- [Source excerpt]:
>> start

Browsers seemingly adding extra padding below image tags

December 12, 2010

Today I found out about a little CSS quirk/feature (haven’t quite decided yet): Image tags are being assigned a seemingly undeserved 5px of padding-bottom. The weird thing is that this does not show up as padding in Firebug/Web Inspector – my CSS reset had already set it to 0. The image probably illustrates better what I mean – see the little extra space below?

Well, it turns out that images are inline elements, which means they have extra space at the bottom for the letter ‘tails’. These are the lines that go a little lower than the rest in such letters as y, p or q.

The solution is to apply display:block to the images in question.

No Comments

Running an arbitrary command whenever a file in the current directory is saved

October 10, 2010

I’ve been brushing up my CV recently and this time have made the effort to do it in Latex. I usually do Latex stuff with vim as my text editor and and excellent PDF reader for OS X called Skim.

vim and Skim tiled

Skim is able to detect, when the currently loaded PDF is being changed on disk and can automatically reload it. However, one slightly annoying problem I encountered was that I had to Alt-Tab to a terminal and run the Latex compiler after saving the .tex file. What I really wanted was to be able to run the compiler automatically when a file in the current directory is changed.

runonsave.py

Trusty old Python came to the rescue: I wrote a little script that recursively  scans the current directory every 5 seconds and executes an arbitrary command, when a file has been changed since the last scan.

You can install it with the following one liner (I’m assuming ~/bin exists and is on your PATH):

cd ~/bin && wget http://github.com/lenniboy/runonsave/raw/master/runonsave.py && chmod +x runonsave.py

If you want to watch the current directory for changes and and then run the Latex compiler simply do a

runonsave.py pdflatex cv.tex

This works with any command – not only with Latex. One other use case I could think of was regenerating your image sprites when you have saved an image and all sorts of other asset packing.

>> end

- [Records shown]:
>> start

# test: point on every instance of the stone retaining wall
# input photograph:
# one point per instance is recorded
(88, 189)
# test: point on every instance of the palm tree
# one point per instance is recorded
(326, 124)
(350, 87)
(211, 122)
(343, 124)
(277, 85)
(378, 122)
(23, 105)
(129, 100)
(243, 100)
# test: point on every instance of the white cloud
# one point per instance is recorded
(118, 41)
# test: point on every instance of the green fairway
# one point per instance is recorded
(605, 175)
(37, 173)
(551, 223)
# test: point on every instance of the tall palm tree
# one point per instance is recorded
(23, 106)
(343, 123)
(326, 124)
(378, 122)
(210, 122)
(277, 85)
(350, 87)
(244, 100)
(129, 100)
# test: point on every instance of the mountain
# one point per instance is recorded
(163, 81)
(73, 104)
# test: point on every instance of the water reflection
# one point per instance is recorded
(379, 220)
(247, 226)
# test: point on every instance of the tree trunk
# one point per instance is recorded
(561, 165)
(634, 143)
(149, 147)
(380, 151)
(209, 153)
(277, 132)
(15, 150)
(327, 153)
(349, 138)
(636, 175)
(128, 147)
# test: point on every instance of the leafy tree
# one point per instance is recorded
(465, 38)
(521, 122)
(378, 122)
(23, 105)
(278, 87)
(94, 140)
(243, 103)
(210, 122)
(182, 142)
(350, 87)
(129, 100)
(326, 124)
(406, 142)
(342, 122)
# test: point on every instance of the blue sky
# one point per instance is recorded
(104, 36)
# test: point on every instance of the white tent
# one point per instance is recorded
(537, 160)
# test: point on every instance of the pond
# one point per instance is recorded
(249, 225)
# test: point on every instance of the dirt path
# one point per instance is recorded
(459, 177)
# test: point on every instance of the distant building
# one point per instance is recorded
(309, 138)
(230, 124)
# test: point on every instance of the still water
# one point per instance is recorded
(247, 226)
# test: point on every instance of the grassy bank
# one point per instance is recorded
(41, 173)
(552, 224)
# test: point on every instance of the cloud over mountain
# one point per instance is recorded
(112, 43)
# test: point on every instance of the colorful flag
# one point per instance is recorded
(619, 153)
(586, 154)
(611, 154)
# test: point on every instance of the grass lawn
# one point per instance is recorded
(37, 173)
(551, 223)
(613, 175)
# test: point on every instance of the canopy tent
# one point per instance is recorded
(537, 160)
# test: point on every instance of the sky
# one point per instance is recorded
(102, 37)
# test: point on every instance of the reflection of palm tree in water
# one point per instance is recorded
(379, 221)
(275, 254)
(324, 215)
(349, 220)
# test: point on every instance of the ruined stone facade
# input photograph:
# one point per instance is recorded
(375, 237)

>> end
>> start

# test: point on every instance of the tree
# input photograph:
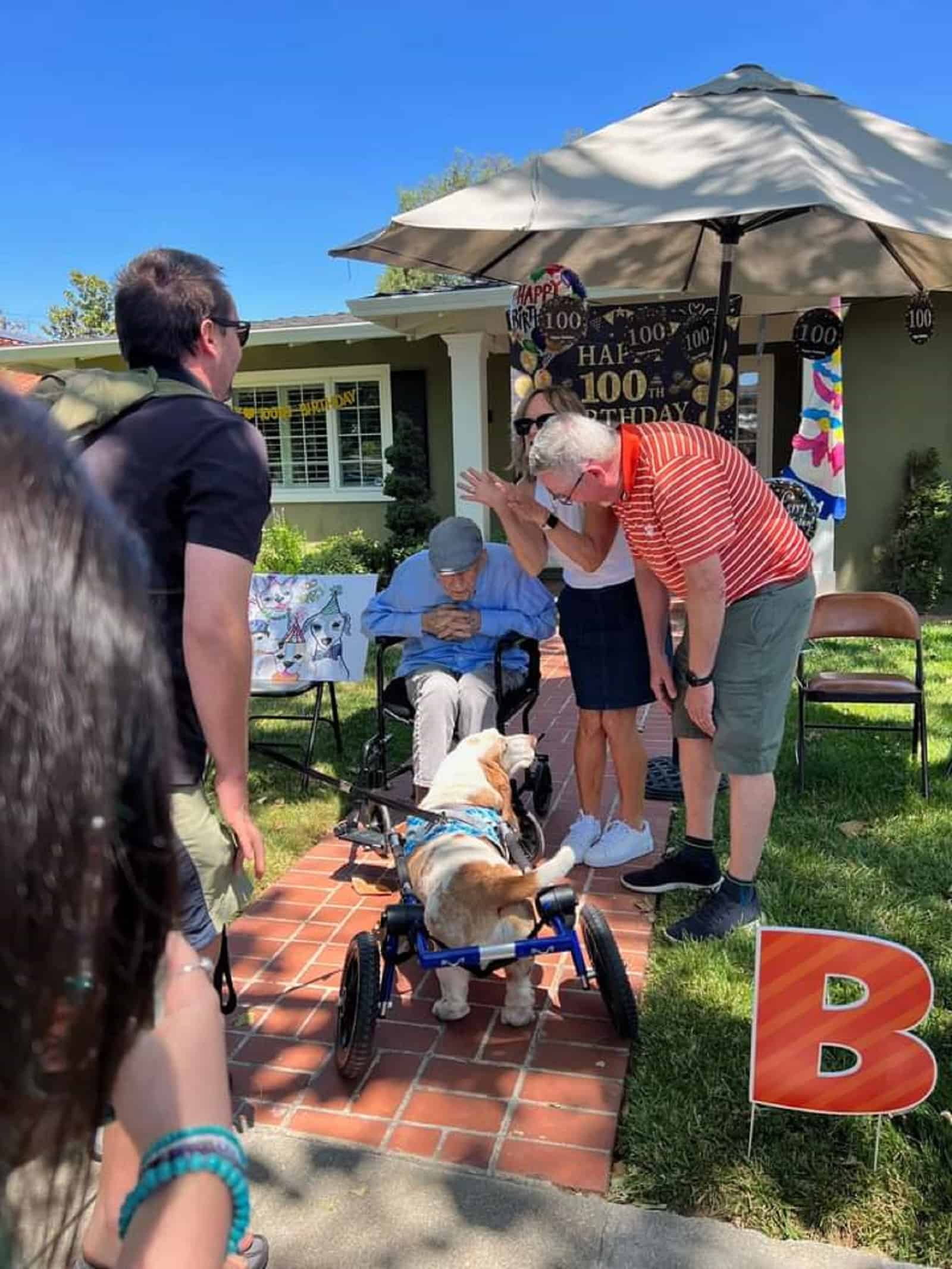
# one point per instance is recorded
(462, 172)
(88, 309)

>> end
>> start

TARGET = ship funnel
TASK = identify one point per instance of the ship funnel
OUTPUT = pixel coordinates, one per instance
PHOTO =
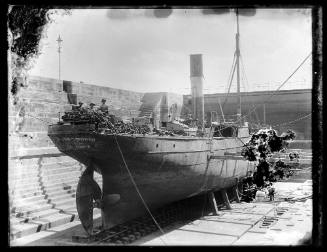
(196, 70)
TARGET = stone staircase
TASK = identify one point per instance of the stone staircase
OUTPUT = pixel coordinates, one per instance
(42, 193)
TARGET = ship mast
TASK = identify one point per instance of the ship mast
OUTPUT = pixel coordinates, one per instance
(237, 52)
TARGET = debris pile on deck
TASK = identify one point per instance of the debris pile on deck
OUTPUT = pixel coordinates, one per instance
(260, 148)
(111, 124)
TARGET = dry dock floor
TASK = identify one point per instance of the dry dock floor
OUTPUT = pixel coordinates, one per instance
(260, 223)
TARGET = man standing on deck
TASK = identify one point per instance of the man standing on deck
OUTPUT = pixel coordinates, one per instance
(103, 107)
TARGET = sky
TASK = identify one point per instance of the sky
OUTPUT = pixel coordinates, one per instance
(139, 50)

>> end

- [The request]:
Write out the blog excerpt above from "I’ve been brushing" up to and including "the last scan.".

- [Solution to the exercise]:
I’ve been brushing up my CV recently and this time have made the effort to do it in Latex. I usually do Latex stuff with vim as my text editor and and excellent PDF reader for OS X called Skim.

vim and Skim tiled

Skim is able to detect, when the currently loaded PDF is being changed on disk and can automatically reload it. However, one slightly annoying problem I encountered was that I had to Alt-Tab to a terminal and run the Latex compiler after saving the .tex file. What I really wanted was to be able to run the compiler automatically when a file in the current directory is changed.

runonsave.py

Trusty old Python came to the rescue: I wrote a little script that recursively  scans the current directory every 5 seconds and executes an arbitrary command, when a file has been changed since the last scan.